**Görev A:**
Aşağıdaki ifadelerin okuma metniyle uyuşup uyuşmadığını belirtin. Her biri için "Evet" ya da "Hayır" yazıp karara dayanak olan sözcükleri metinden aynen alıntılayın. (i) Kitap, Ozan Yayınları tarafından Eylül 2021'de yayımlandı. (ii) Kitabın ilk baskısı hâlâ satışta. (iii) Birleşmiş Milletler, Birinci Dünya Savaşı yıkıntıları üzerinde kuruldu.
**Görev B:**
Okuma metnine göre, Birinci Dünya Savaşı sonrasındaki anlaşmalarla parçalanarak yok edilen unsurların tümünü sıralayın.
**Görev C:**
Okuma metninde "Birinci Dünya Savaşı" ifadesinden "bu platforma taşıyamadılar." ifadesine kadar olan bölümü hiçbir değişiklik yapmadan tekrarlayın.

Kürtler siyasal mücadelelerinin kuşaklararası taşıyıcılığının sekteye uğraması nedeniyle, uluslararası diplomasi geleneği ve deneyimlerini dört parça özgülünde kurumlaştıramadılar.
Birinci Dünya Savaşı sonrası yapılan uluslararası anlaşmalar ile Kürtlerin kendi kaderini tayın etme hakkının gasp edilmesiyle, Kürdistan coğrafyası, tarihsel hafızası, siyasal birikimi, mücadele deneyimleri de parçalanarak yok edildi. İkinci Dünya Savaşı yıkıntıları üzerinden yükselen ve dünya barışının-güvenliğinin sağlanması için kurulan Birleşmiş Milletler’e (BM) ismi dahi konulmamış, yüz yıllara yayılmış, savaşı ve kötü sonuçlarını Kürtler bu platforma taşıyamadılar.
Uluslararası diplomasi işleyişi konusunda deneyimli Gazeteci, Yazar Roni Aydın Dere’nin Kürtlerin uluslararası sisteme entegrasyonunu sağlayacak ve uluslararası hukuktan kaynaklı haklarının elde edilmesinin yol ve yöntemlerini içeren ‘Birleşmiş Milletler ve Kürdler’ adlı kitabı Ozan Yayınları tarafından Eylül 2021 tarihinde çıktı.
Gazeteci, Yazar Roni Aydın Dere ile kitabının hikayesini, Kürtlerin dört parça özgülünde gelişen siyasal mücadelelerinin diplomasiye yansımalarını, Kürtlerin uluslararası hukuktan doğan haklarını ve dünya halklarının uluslararası sisteme entegrasyonunu sağlayan BM hukukundan bugüne kadar neden yararlanamadığını ve BM çatısı altında Kürtlerin hak taleplerinin nasıl olabileciğine ilişkin Basnews\'ten Ruken Hatun Turhallı ile görüştü.
“Birleşmiş Milletler ve Kürtler” adlı kitabınız Eylül Ayı’nda yayımlandı ve 1’inci baskısı erkenden tükendi. Bu nedenle ilkin şunu sormak isterim. ‘Birleşmiş Milletler ve Kürtler’ kitabı hangi ihtiyaçtan yola çıkarak doğdu ve kitabınız yayımlandıktan sonra ne tür tepkiler aldınız?

**Çıkarılan bilgiler:**
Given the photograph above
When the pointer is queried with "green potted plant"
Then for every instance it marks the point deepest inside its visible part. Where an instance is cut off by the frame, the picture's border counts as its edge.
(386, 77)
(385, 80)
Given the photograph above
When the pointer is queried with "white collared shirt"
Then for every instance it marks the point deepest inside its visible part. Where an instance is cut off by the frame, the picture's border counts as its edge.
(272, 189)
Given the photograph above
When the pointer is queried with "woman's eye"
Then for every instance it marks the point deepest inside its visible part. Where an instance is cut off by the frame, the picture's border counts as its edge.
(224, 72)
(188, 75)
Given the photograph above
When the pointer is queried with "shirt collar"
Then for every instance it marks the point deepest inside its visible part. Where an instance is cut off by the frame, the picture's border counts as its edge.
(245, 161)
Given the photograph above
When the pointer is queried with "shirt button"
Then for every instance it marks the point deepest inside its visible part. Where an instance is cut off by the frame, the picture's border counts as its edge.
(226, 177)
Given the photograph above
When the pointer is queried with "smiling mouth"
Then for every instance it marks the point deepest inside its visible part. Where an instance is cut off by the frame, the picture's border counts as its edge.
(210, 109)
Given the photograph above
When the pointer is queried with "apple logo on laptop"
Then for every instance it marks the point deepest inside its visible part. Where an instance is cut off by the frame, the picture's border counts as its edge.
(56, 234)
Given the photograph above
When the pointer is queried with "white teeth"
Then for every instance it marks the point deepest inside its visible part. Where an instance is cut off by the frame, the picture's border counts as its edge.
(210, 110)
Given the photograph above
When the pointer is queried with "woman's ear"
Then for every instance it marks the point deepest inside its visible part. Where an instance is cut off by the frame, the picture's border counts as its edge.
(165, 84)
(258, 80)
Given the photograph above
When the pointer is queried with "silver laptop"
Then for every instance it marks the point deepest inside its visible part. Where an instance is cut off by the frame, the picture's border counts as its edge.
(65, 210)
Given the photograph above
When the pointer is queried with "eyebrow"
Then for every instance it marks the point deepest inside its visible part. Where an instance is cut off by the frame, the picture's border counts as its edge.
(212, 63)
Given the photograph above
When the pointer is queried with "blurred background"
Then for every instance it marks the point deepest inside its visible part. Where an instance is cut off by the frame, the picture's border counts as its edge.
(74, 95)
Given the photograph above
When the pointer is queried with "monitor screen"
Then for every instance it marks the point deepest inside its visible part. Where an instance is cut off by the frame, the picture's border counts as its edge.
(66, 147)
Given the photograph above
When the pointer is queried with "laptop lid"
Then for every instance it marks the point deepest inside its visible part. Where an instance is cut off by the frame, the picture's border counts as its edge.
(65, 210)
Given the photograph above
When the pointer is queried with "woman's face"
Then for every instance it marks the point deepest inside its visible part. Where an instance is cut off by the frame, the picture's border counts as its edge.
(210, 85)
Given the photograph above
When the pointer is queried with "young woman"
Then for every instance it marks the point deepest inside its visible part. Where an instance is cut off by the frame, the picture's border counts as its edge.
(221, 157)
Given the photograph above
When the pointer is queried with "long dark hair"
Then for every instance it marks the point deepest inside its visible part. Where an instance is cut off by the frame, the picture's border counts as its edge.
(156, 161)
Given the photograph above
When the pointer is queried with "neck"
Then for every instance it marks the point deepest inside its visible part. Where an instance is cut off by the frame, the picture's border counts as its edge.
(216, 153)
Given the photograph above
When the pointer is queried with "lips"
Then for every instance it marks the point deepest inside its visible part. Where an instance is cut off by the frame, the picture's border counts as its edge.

**Beklenen yanıt A:**
(i) Evet: "Ozan Yayınları tarafından Eylül 2021 tarihinde çıktı"
(ii) Hayır: "1’inci baskısı erkenden tükendi"
(iii) Hayır: "İkinci Dünya Savaşı yıkıntıları üzerinden yükselen"

**Beklenen yanıt B:**
Kürdistan coğrafyası; tarihsel hafızası; siyasal birikimi; mücadele deneyimleri

**Beklenen yanıt C:**
Birinci Dünya Savaşı sonrası yapılan uluslararası anlaşmalar ile Kürtlerin kendi kaderini tayın etme hakkının gasp edilmesiyle, Kürdistan coğrafyası, tarihsel hafızası, siyasal birikimi, mücadele deneyimleri de parçalanarak yok edildi. İkinci Dünya Savaşı yıkıntıları üzerinden yükselen ve dünya barışının-güvenliğinin sağlanması için kurulan Birleşmiş Milletler’e (BM) ismi dahi konulmamış, yüz yıllara yayılmış, savaşı ve kötü sonuçlarını Kürtler bu platforma taşıyamadılar.